### Passage
Wow, there is a lot of RED in there. I noticed he used object pronouns for subject pronouns throughout his language sample. I did another short teaching session on subject and object pronouns. I taught, then we worked together, and then I asked him to do the task independently. He got zero out of 5 correct. When he retold the story he continued to make this error. This type of Dynamic Assessment shows me that, in this case, it is not due to lack of exposure. It also tells me that this student needs more intensive intervention to gain the skills I am testing.
So when I finished with the English portion of my evaluation, here is what I knew about Pablo:
- He did not produce a language sample with the complexity of children his age in English.
- He did not demonstrate improvement on receptive or expressive language tasks following short teaching sessions with visual supports (Dynamic Assessment).
- He made a lot of errors in syntax and morphology.
- He made a lot of vocabulary errors.
- He made a lot of errors on his language samples that COULD NOT BE EXPLAINED by normal developmental errors or native language influence.
- His rate of RED errors (those that indicate language impairment) were just as high after he had a model of the story and teaching related to his errors.
Now, I’ve rescheduled my session with my interpreter but that visit will happen TWO DAYS before this students report is due. In the meantime, I decided I would pull Pablo’s family into the process. I had detailed discussions with his mother about what her concerns were. I asked her for specific examples. I went through the items Pablo missed on the test and asked her to test these concepts in Portuguese. I sent a Frog book home with Pablo and asked his mother to record a language sample in his native language. She did. Here it is with articulation errors marked in yellow and language errors marked in blue.
Now here is what I knew about Pablo after this portion of the bilingual speech language evaluation:
- His parents were first concerned with his language skills when he was 2 years old.
- He received speech therapy in Brazil prior to moving to the U.S.
- The errors he made on the English test are very similar to the types of errors he makes in Portuguese (verb omission, pronoun errors, article errors, article omission).
- His length of utterances and level of complexity in his Portuguese language sample was just like it was in his English sample.
- He made the same types of errors in his Portuguese language sample that he did in his English sample.
- His teachers are concerned about his ability to express himself in class.
- His parents are concerned about his ability to share the experiences of his days with them.
I haven’t even brought the interpreter in yet and I am feeling pretty confident about my diagnostic decision. Now, you might be thinking, “You cannot always pull parents in to serve the role of interpreter.” It’s true. I got lucky that I had a parent to work with who was bilingual and had a high level of understanding of languages and errors. But the point I want to make is that when we are in these tough situations and our interpreter does not show up, we can still collect a lot of information on the front end that will contribute to our diagnostic decisions.

### Work item
Can you reproduce the part of the passage on Pablo's evaluation that opens with the words containing "- He made the" and closes with "days with them."? The lines after this passage come from a different source.

### Data extracts
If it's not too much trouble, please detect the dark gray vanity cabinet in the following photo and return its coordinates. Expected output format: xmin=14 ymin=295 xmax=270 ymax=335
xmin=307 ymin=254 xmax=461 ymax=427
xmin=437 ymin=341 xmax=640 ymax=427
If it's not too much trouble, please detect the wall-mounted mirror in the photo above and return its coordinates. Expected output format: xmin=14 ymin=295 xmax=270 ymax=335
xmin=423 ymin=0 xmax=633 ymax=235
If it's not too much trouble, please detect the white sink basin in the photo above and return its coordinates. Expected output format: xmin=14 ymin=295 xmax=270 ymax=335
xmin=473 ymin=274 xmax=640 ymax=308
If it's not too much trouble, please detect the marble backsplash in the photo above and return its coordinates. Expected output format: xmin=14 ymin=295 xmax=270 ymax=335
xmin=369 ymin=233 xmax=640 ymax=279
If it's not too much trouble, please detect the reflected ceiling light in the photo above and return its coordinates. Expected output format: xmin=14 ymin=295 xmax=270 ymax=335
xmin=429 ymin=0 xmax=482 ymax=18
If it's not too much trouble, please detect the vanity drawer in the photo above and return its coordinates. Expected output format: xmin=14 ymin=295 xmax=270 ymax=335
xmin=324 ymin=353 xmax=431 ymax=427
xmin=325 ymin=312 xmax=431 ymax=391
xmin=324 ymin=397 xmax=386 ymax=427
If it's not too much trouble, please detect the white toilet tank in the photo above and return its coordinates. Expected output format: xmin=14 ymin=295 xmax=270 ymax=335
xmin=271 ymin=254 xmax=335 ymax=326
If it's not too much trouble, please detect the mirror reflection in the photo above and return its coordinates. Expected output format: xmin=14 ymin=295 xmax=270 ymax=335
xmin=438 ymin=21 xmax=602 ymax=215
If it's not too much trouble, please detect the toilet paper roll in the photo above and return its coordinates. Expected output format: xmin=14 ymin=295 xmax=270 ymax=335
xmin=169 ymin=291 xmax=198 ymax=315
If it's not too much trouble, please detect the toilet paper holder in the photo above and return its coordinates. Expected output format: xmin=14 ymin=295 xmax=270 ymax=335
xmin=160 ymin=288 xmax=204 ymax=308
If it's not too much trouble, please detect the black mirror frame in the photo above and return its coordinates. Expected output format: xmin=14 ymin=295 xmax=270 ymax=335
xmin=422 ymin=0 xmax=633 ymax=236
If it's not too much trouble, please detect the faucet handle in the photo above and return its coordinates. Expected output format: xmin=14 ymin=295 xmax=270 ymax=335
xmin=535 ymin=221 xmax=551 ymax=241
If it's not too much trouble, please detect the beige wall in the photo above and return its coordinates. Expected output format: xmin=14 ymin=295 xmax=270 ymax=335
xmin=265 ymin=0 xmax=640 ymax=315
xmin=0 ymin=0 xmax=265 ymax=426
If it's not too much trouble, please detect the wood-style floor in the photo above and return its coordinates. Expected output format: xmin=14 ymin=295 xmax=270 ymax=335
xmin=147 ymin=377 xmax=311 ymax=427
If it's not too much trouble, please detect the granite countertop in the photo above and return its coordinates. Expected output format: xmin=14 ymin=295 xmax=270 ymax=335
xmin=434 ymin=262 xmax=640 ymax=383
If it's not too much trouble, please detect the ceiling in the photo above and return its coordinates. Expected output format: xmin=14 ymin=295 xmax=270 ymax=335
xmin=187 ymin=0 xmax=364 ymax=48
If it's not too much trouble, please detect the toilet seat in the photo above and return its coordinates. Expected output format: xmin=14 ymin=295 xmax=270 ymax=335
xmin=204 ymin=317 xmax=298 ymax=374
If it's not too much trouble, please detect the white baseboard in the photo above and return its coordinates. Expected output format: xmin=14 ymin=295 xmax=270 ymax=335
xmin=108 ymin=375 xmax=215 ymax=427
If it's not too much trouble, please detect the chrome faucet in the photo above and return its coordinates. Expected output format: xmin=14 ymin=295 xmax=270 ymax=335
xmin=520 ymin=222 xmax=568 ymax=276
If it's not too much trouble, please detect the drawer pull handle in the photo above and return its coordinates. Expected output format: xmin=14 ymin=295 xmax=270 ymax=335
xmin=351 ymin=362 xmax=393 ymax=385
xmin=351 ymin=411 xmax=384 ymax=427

### Solution to the problem
- He made the same types of errors in his Portuguese language sample that he did in his English sample.
- His teachers are concerned about his ability to express himself in class.
- His parents are concerned about his ability to share the experiences of his days with them.